Extract every line of the records below, starting with the line that contains "written like (426,235)." and continuing through the last line of the records, inclusive. Reproduce each line without any change.

***** TASK INPUTS

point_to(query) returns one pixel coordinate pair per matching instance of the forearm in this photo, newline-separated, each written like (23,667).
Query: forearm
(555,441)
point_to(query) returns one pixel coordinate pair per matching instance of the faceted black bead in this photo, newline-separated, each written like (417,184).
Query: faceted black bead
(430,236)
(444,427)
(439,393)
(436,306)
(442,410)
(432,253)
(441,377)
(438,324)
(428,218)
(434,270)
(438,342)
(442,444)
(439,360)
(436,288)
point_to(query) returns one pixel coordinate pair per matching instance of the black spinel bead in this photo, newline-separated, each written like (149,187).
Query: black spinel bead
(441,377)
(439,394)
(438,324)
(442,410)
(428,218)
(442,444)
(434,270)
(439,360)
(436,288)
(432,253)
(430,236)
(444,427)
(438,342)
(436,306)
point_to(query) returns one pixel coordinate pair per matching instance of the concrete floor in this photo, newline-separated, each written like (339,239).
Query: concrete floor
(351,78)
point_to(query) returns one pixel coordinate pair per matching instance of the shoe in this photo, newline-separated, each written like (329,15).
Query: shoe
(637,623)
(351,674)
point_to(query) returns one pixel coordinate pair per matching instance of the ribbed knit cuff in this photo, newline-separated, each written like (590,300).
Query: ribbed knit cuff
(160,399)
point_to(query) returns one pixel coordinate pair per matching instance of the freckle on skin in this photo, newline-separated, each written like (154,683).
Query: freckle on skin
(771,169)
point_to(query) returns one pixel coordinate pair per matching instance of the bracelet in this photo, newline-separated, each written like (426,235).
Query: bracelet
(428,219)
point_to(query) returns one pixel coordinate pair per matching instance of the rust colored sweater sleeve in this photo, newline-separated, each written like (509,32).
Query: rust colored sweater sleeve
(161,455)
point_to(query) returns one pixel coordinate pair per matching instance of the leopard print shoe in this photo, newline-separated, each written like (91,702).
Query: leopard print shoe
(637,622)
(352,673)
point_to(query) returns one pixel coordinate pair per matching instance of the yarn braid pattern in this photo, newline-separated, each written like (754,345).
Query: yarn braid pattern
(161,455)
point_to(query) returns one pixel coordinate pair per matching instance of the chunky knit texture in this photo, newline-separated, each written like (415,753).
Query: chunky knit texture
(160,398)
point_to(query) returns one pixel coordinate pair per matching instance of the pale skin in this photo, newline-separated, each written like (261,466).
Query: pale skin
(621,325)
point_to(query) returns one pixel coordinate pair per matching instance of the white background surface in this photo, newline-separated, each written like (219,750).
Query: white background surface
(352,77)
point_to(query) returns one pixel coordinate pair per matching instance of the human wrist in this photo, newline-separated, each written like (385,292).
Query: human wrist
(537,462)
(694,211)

**********

### OUTPUT
point_to(query) returns one pixel coordinate pair per matching instance of the bracelet in this photo, newline-separated, each written like (426,235).
Query: bracelet
(428,219)
point_to(query) returns one pixel coordinate pair per matching instance of the rust colored sweater sleeve in this photo, newline-separated, each written like (509,32).
Query: rust colored sweater sleeve
(161,455)
point_to(query) returns one pixel coordinate pair per matching instance of the leopard print shoe in this photo, newline-separated, each written like (91,702).
Query: leopard print shoe
(637,622)
(352,673)
point_to(query) returns one pixel coordinate pair per matching instance of the yarn braid pattern in this photo, newline-separated, each written like (754,345).
Query: yarn braid pattern
(161,455)
point_to(query) returns one pixel coordinate pair per matching instance of the chunky knit texture in this photo, newline-separated, each written like (415,753).
Query: chunky knit texture
(160,398)
point_to(query) returns one pixel coordinate pair per matching instance of the pale skin in this photo, newline-separated, each written like (261,466).
Query: pale skin
(621,325)
point_to(query) returns one pixel coordinate pair per matching instance of the white background surface in this photo, newline-separated, each written like (219,750).
Query: white background surface
(352,77)
point_to(query) returns one pixel coordinate pair per matching instance of the human wrist in this photo, newline-separated, each written like (385,292).
Query: human wrist
(537,462)
(694,211)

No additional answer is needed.